* Input for this task
----

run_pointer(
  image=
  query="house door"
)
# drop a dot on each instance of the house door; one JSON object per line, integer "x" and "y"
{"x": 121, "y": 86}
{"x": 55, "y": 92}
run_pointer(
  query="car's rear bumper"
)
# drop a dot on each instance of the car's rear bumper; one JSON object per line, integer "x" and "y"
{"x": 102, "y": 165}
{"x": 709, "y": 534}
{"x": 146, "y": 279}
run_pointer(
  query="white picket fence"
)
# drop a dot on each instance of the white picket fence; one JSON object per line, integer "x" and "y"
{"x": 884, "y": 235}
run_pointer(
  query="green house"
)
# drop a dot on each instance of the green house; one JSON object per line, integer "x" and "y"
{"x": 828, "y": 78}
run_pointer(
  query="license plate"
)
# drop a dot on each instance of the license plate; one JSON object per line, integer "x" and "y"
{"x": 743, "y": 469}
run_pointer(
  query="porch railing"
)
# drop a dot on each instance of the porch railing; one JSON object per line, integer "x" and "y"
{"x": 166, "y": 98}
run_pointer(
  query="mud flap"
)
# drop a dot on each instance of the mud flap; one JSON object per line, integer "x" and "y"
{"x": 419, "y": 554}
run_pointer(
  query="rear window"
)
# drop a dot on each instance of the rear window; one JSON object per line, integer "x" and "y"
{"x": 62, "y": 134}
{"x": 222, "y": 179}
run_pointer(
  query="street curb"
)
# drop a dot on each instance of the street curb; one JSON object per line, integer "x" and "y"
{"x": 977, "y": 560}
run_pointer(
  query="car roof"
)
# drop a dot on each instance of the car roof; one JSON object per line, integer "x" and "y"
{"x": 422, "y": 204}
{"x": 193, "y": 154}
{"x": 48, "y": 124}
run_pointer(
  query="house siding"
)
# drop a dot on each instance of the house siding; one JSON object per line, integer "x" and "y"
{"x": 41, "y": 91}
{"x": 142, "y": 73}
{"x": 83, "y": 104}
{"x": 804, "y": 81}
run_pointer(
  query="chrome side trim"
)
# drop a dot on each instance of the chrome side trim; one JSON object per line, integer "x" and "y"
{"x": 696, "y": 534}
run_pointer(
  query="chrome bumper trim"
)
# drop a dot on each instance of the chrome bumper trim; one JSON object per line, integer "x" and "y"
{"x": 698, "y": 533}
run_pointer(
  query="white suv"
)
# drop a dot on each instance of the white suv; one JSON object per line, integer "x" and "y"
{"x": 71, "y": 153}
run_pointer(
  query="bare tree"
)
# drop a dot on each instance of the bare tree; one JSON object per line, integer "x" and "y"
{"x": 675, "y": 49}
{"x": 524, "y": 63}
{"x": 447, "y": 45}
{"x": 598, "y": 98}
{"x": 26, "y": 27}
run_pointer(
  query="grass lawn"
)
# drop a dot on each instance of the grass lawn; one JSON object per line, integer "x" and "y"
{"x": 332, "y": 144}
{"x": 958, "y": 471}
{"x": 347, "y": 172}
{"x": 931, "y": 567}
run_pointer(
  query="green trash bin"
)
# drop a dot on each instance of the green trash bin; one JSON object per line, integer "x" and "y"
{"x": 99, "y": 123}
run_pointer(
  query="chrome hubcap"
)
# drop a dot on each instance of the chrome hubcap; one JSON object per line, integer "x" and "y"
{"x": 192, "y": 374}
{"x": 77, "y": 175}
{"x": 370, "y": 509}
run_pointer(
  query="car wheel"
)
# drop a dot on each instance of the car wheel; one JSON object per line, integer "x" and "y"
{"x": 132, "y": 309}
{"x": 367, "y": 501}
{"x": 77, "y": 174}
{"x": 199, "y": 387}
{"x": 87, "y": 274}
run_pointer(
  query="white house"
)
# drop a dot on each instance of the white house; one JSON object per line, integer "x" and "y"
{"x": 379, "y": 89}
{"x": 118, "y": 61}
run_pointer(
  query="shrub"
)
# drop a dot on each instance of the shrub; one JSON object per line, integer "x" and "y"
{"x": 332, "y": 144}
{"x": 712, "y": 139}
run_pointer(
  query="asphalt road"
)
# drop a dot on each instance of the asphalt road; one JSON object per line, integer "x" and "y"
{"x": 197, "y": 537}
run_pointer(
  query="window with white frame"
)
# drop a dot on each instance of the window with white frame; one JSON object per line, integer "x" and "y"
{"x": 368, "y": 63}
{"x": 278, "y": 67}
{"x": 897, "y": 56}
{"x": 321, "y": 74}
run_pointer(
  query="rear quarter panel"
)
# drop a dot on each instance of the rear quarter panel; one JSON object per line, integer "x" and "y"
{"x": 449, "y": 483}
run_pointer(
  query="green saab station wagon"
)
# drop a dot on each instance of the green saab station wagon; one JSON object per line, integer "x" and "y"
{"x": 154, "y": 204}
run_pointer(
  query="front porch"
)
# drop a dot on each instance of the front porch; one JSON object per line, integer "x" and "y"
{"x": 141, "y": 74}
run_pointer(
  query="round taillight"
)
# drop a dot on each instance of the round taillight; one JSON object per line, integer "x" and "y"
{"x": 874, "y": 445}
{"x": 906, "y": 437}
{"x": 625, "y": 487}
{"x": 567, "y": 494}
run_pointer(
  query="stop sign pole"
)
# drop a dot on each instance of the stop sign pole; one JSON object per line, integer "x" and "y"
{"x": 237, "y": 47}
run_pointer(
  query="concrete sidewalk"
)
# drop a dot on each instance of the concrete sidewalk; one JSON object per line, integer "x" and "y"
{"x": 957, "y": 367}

----

* Task brief
The answer must reproduce all of the entries exactly.

* Response to this exercise
run_pointer(
  image=
  query="house door"
)
# drop a dot on each instance of the house door; one JSON object per line, integer "x" and "y"
{"x": 121, "y": 86}
{"x": 55, "y": 92}
run_pointer(
  query="car's rear bumper"
)
# drop a dot on each instance of the car's rear bumper; one JSON object per line, integer "x" and "y"
{"x": 102, "y": 165}
{"x": 709, "y": 534}
{"x": 146, "y": 279}
run_pointer(
  query="white picket fence"
)
# drop a dot on each instance of the white picket fence; one JSON object per line, integer "x" and "y"
{"x": 884, "y": 235}
run_pointer(
  query="green house"
)
# drop a dot on each instance of the green house; one JSON object per line, integer "x" and "y"
{"x": 828, "y": 78}
run_pointer(
  query="license plate"
)
# drop a dot on each instance of the license plate; one JSON object per line, integer "x" and "y"
{"x": 743, "y": 469}
run_pointer(
  query="porch railing"
)
# drop a dot on each instance of the porch railing; one JSON object per line, integer "x" and "y"
{"x": 166, "y": 98}
run_pointer(
  query="mud flap"
)
# drop a dot on each instance of the mud flap; one JSON object per line, integer "x" and "y"
{"x": 419, "y": 554}
run_pointer(
  query="rear window"
)
# drop a dot on each instance of the rear window; one JSON object per line, integer "x" and "y"
{"x": 62, "y": 134}
{"x": 222, "y": 179}
run_pointer(
  query="street curb"
)
# drop a dot on each instance of the street curb; one JSON object per line, integer "x" and "y"
{"x": 977, "y": 560}
run_pointer(
  query="car roof"
)
# drop a dot on each instance of the car roof; one JSON object per line, integer "x" and "y"
{"x": 422, "y": 204}
{"x": 193, "y": 154}
{"x": 48, "y": 124}
run_pointer(
  query="house siding"
)
# drop a dot on each instance of the house siding; one JSON object per line, integer "x" and "y"
{"x": 41, "y": 91}
{"x": 142, "y": 73}
{"x": 83, "y": 104}
{"x": 804, "y": 81}
run_pointer(
  query="chrome side trim"
)
# drop a dot on each instance of the chrome side trim; one JSON object per line, integer "x" and "y"
{"x": 696, "y": 534}
run_pointer(
  query="chrome bumper trim"
)
# drop a dot on each instance of the chrome bumper trim; one JSON object per line, integer "x" and "y"
{"x": 698, "y": 533}
run_pointer(
  query="white suv"
)
# drop a dot on each instance of the white suv; one JSON object per line, integer "x" and "y"
{"x": 71, "y": 153}
run_pointer(
  query="bare tree"
)
# drop a dot on each instance of the bare tree; one JSON object per line, integer "x" and "y"
{"x": 675, "y": 49}
{"x": 524, "y": 63}
{"x": 447, "y": 45}
{"x": 598, "y": 98}
{"x": 26, "y": 27}
run_pointer(
  query="grass lawn"
)
# drop a dot on each instance of the grass lawn; one JSON object per line, integer "x" and "y"
{"x": 332, "y": 144}
{"x": 958, "y": 471}
{"x": 347, "y": 172}
{"x": 931, "y": 567}
run_pointer(
  query="green trash bin"
)
# drop a dot on each instance of the green trash bin; one JSON object per line, integer "x" and "y"
{"x": 99, "y": 123}
run_pointer(
  query="chrome hubcap"
)
# drop a dot on each instance of the chrome hubcap; one JSON object per line, integer "x" and "y"
{"x": 192, "y": 374}
{"x": 77, "y": 175}
{"x": 370, "y": 509}
run_pointer(
  query="car wheel"
)
# drop a dot on each instance of the car wheel; one JSON object per line, integer "x" and "y"
{"x": 132, "y": 309}
{"x": 367, "y": 501}
{"x": 77, "y": 174}
{"x": 199, "y": 387}
{"x": 87, "y": 274}
run_pointer(
  query="white house"
)
# drop a dot on each instance of the white house; one JSON object per line, integer "x" and "y"
{"x": 379, "y": 89}
{"x": 118, "y": 61}
run_pointer(
  query="shrub"
)
# drop a dot on each instance of the shrub; one JSON object per line, integer "x" and "y"
{"x": 332, "y": 144}
{"x": 712, "y": 139}
run_pointer(
  query="asphalt road"
)
# drop a dot on each instance of the asphalt road; one JSON object per line, integer "x" and "y"
{"x": 197, "y": 537}
run_pointer(
  query="window with white frame"
)
# drop a dot on each instance of the window with white frame; one JSON object per line, integer "x" and "y"
{"x": 368, "y": 63}
{"x": 278, "y": 67}
{"x": 897, "y": 56}
{"x": 321, "y": 74}
run_pointer(
  query="rear quarter panel"
)
# drop a dot on each instance of the rear quarter panel; one JSON object per line, integer "x" and "y"
{"x": 449, "y": 483}
run_pointer(
  query="green saab station wagon"
)
# drop a dot on each instance of the green saab station wagon; one JSON object per line, integer "x" and "y"
{"x": 154, "y": 204}
run_pointer(
  query="front porch"
)
# drop a dot on each instance of the front porch; one JSON object per line, integer "x" and "y"
{"x": 141, "y": 74}
run_pointer(
  query="round taillight"
)
# drop a dot on each instance of the round taillight; one JSON object per line, integer "x" and "y"
{"x": 874, "y": 445}
{"x": 906, "y": 437}
{"x": 625, "y": 487}
{"x": 567, "y": 494}
run_pointer(
  query="stop sign pole"
)
# drop a dot on each instance of the stop sign pole; one JSON object per line, integer "x" and "y"
{"x": 237, "y": 47}
run_pointer(
  query="concrete sidewalk"
)
# drop a dot on each instance of the concrete sidewalk; one JSON object per line, integer "x" and "y"
{"x": 957, "y": 367}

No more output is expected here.